● **What the task requires**:
Note every line in the entries that contains the string "whale", and copy it.
- - -
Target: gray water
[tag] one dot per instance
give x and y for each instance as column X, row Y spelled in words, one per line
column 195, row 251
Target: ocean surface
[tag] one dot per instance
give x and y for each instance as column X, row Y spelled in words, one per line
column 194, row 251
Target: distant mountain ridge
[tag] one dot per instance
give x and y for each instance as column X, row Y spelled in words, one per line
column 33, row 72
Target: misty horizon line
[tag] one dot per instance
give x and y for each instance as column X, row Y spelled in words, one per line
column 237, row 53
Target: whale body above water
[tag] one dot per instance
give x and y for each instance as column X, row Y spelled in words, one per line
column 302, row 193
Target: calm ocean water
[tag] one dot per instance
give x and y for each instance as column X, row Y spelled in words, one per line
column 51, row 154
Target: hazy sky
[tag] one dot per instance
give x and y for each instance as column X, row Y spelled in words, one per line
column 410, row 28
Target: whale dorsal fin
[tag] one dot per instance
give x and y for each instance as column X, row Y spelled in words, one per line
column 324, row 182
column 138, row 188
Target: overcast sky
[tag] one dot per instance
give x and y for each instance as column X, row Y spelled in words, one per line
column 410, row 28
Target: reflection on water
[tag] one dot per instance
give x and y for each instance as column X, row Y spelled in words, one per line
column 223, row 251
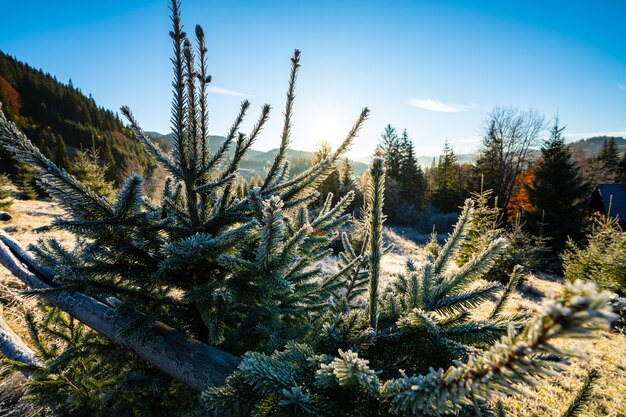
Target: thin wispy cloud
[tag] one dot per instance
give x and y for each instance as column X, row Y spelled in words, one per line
column 586, row 135
column 436, row 105
column 468, row 139
column 225, row 92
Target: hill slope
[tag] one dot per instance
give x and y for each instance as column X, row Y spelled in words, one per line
column 59, row 118
column 256, row 162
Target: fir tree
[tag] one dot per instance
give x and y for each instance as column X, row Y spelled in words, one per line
column 447, row 193
column 242, row 275
column 557, row 195
column 391, row 148
column 484, row 228
column 609, row 155
column 85, row 167
column 25, row 180
column 332, row 183
column 5, row 192
column 411, row 178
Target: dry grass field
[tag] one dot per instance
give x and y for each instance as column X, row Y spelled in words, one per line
column 606, row 352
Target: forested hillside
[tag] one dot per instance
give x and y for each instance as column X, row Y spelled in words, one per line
column 59, row 119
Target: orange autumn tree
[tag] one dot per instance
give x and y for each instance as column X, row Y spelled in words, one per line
column 520, row 201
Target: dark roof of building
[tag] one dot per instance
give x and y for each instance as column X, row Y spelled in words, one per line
column 615, row 196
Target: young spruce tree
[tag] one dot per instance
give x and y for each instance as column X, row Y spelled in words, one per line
column 558, row 195
column 242, row 274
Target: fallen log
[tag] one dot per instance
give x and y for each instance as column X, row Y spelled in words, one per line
column 14, row 348
column 194, row 363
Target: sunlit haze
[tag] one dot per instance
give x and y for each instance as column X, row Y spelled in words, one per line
column 434, row 68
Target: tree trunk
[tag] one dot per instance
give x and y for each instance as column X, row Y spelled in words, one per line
column 187, row 360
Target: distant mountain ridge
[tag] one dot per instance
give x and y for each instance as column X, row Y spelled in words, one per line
column 593, row 145
column 59, row 119
column 256, row 161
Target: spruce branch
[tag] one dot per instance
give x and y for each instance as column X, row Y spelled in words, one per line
column 517, row 276
column 583, row 396
column 351, row 135
column 279, row 160
column 203, row 81
column 375, row 201
column 218, row 157
column 455, row 240
column 580, row 309
column 74, row 196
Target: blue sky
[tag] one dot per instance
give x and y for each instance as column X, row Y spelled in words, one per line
column 435, row 68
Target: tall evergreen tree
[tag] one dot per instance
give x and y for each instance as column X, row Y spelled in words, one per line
column 609, row 156
column 332, row 183
column 412, row 181
column 557, row 195
column 5, row 193
column 389, row 144
column 241, row 277
column 447, row 194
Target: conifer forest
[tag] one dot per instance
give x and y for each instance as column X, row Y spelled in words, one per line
column 192, row 273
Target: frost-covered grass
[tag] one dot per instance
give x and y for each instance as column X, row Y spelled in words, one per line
column 607, row 352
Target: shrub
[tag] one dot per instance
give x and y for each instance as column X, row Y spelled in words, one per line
column 242, row 275
column 602, row 260
column 5, row 192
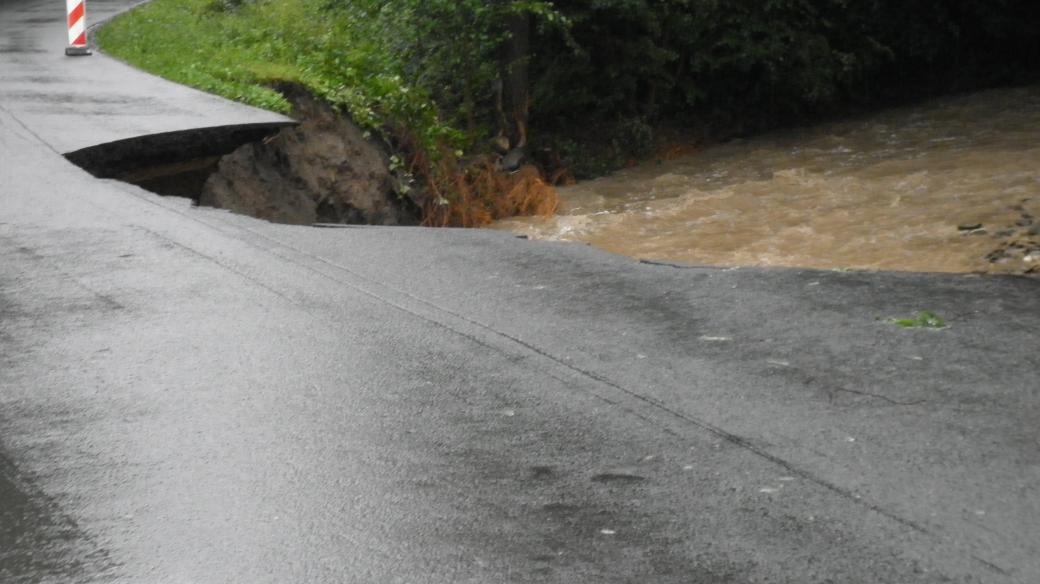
- - -
● **Result for this exercise**:
Target: whale body above water
Target: whale dorsal fin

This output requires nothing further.